YOUR GOAL: Copy exactly the last part of the listing below, beginning at the line that contains "If you could pick out the green lawn" and including the final line.

EXERCISE INPUT:
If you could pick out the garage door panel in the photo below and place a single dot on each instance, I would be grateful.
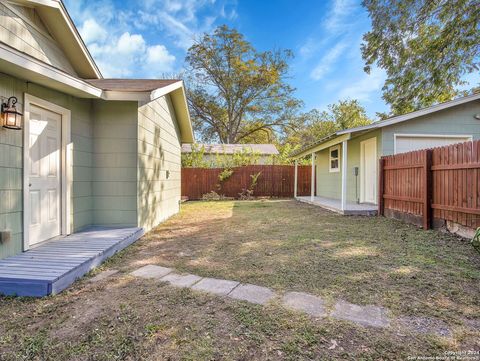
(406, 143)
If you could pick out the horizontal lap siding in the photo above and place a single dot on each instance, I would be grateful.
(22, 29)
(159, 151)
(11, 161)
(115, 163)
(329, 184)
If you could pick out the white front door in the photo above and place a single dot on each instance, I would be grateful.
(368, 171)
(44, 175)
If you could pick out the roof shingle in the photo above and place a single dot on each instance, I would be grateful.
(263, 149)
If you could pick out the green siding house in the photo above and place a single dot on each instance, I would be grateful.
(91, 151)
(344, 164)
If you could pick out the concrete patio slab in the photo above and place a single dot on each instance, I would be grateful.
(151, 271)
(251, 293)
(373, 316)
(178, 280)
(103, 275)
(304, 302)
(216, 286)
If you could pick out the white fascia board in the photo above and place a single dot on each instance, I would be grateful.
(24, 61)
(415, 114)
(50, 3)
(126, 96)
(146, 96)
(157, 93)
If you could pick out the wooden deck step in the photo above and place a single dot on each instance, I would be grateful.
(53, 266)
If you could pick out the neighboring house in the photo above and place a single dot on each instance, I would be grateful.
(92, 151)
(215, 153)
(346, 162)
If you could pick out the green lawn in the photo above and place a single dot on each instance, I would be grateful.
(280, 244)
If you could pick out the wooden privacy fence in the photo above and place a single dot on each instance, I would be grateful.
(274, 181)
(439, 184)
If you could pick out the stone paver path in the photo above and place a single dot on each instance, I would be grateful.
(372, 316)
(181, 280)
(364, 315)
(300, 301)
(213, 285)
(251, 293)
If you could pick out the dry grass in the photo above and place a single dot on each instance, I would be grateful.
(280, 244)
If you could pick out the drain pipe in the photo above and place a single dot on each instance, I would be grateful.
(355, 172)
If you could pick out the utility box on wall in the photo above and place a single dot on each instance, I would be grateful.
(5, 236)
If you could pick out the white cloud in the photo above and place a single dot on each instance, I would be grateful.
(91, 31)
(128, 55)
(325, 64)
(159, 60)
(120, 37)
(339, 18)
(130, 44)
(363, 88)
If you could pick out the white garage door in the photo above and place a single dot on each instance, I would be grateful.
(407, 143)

RESPONSE TO THIS EXERCISE:
If you could pick out the green lawn in the photo above and place a single dot on each instance, I would be grateful.
(280, 244)
If you could pick out the wooden privacy fence in the photo above and place a single dot on each instance, I would be grateful.
(274, 181)
(439, 184)
If you could pick out the stone paver path in the photo above and place a single dot on each instance, I would be grateful.
(372, 316)
(181, 280)
(364, 315)
(300, 301)
(213, 285)
(251, 293)
If you could pick out the dry grass in the photo above and place a single dot on each instance, I would be grateful.
(280, 244)
If you could pick out the drain pipe in the photo above and place a single dot on each instance, I would be grateful.
(355, 172)
If you could pick out the utility box on wall in the photo above and place a single dot on each instance, I would be grateful.
(5, 236)
If you could pick out the white cloud in the photo above and place a single dot on each instance, I would be grateful.
(91, 31)
(128, 55)
(325, 64)
(159, 60)
(120, 37)
(339, 18)
(130, 44)
(363, 88)
If you could pick out the white garage door in the photo above and place a single dot on each instance, I would be grateful.
(407, 143)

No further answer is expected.